:: DATA SUPPLIED

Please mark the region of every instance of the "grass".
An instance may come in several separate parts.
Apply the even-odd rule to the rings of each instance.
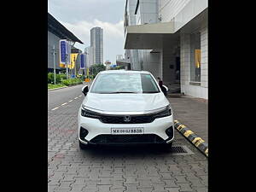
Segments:
[[[60,87],[67,87],[67,86],[63,84],[48,84],[48,90],[60,88]]]

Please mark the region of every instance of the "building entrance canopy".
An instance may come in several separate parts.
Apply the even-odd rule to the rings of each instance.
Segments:
[[[173,44],[178,35],[174,33],[173,22],[128,26],[125,31],[125,49],[163,49]]]

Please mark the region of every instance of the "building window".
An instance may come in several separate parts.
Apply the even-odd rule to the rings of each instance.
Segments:
[[[190,34],[190,81],[201,82],[201,33]]]

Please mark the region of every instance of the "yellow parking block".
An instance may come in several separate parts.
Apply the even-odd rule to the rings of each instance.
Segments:
[[[193,134],[194,132],[190,130],[188,130],[186,131],[183,135],[186,137],[189,137],[189,136],[190,136],[191,134]]]

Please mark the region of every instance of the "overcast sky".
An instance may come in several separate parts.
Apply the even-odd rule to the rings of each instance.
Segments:
[[[103,28],[103,61],[115,63],[124,50],[124,14],[125,0],[48,0],[48,12],[78,37],[75,44],[83,52],[90,46],[90,30]]]

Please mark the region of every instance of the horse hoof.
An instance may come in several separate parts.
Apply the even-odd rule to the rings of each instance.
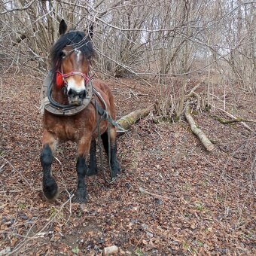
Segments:
[[[53,178],[48,178],[43,183],[43,192],[48,200],[53,200],[59,196],[58,185]]]
[[[97,169],[89,169],[87,172],[87,176],[93,176],[93,175],[96,175],[97,174]]]
[[[86,190],[78,190],[73,197],[74,203],[86,203],[87,202],[87,194]]]
[[[112,180],[117,178],[120,175],[120,168],[119,166],[119,163],[116,163],[115,165],[112,168],[112,173],[111,173],[111,177]]]

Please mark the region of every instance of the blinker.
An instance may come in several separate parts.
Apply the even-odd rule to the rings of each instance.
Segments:
[[[65,85],[65,81],[64,81],[63,77],[59,72],[56,72],[56,85],[58,89],[61,89]]]

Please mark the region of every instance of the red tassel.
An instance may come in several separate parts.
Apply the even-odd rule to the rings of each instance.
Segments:
[[[64,86],[64,80],[62,76],[60,73],[57,72],[56,74],[56,85],[58,89],[61,89]]]

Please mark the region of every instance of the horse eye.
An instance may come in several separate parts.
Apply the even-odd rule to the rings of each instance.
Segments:
[[[59,53],[59,57],[64,59],[66,56],[65,53],[62,50]]]

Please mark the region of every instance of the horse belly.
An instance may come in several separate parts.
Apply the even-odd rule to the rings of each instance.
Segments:
[[[79,130],[71,125],[56,125],[48,130],[53,133],[59,141],[73,141],[79,140]]]

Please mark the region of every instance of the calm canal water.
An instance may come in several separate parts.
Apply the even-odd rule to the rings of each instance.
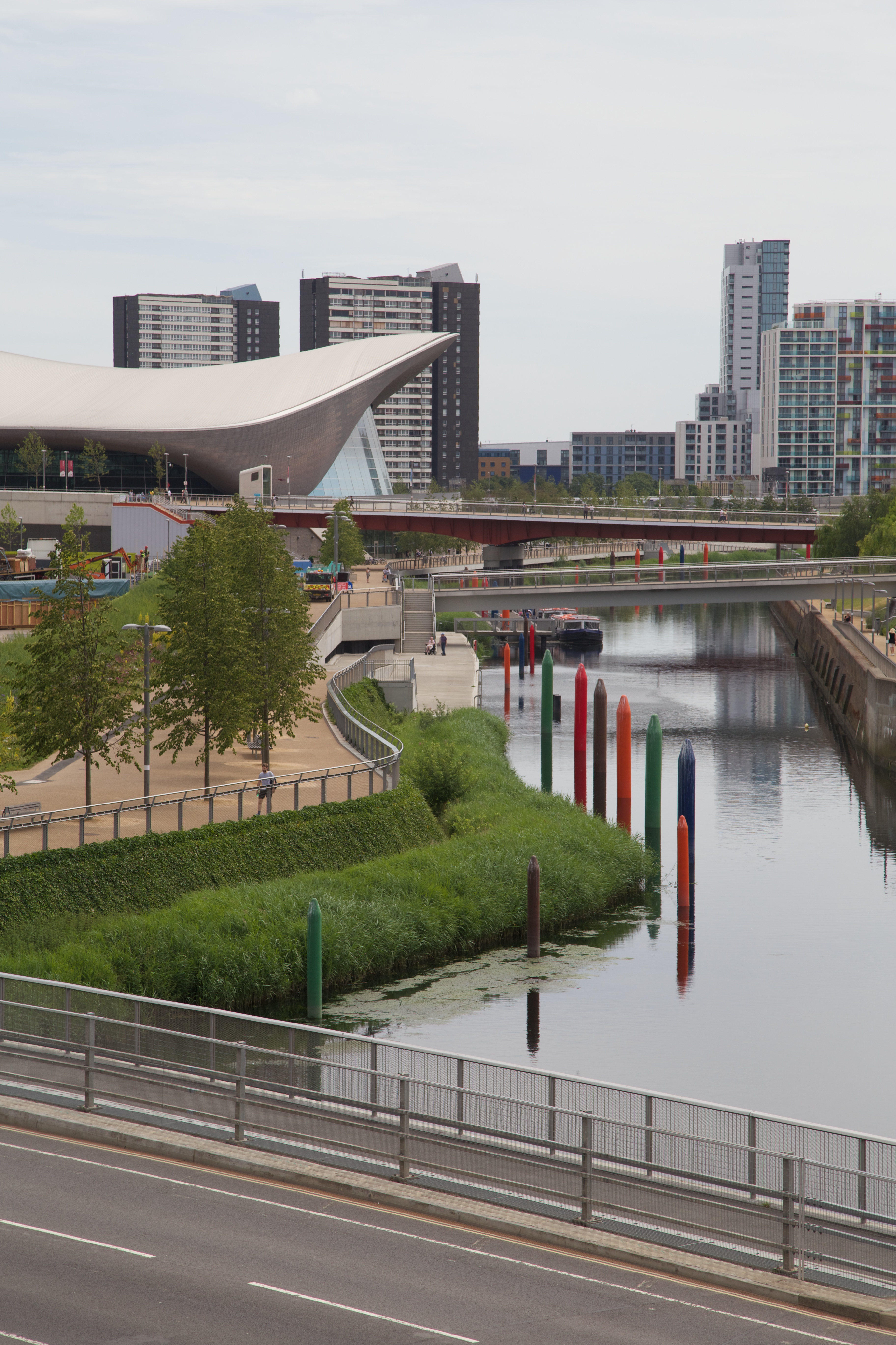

::::

**TASK:**
Please select every line of the records that contains the word "horse" and copy each one in full.

**SOLUTION FOR THIS EXERCISE:**
Please mark the region of every instance of the horse hoof.
Please mark the region of every instance of the horse eye.
Please mark the region of every instance of the horse belly.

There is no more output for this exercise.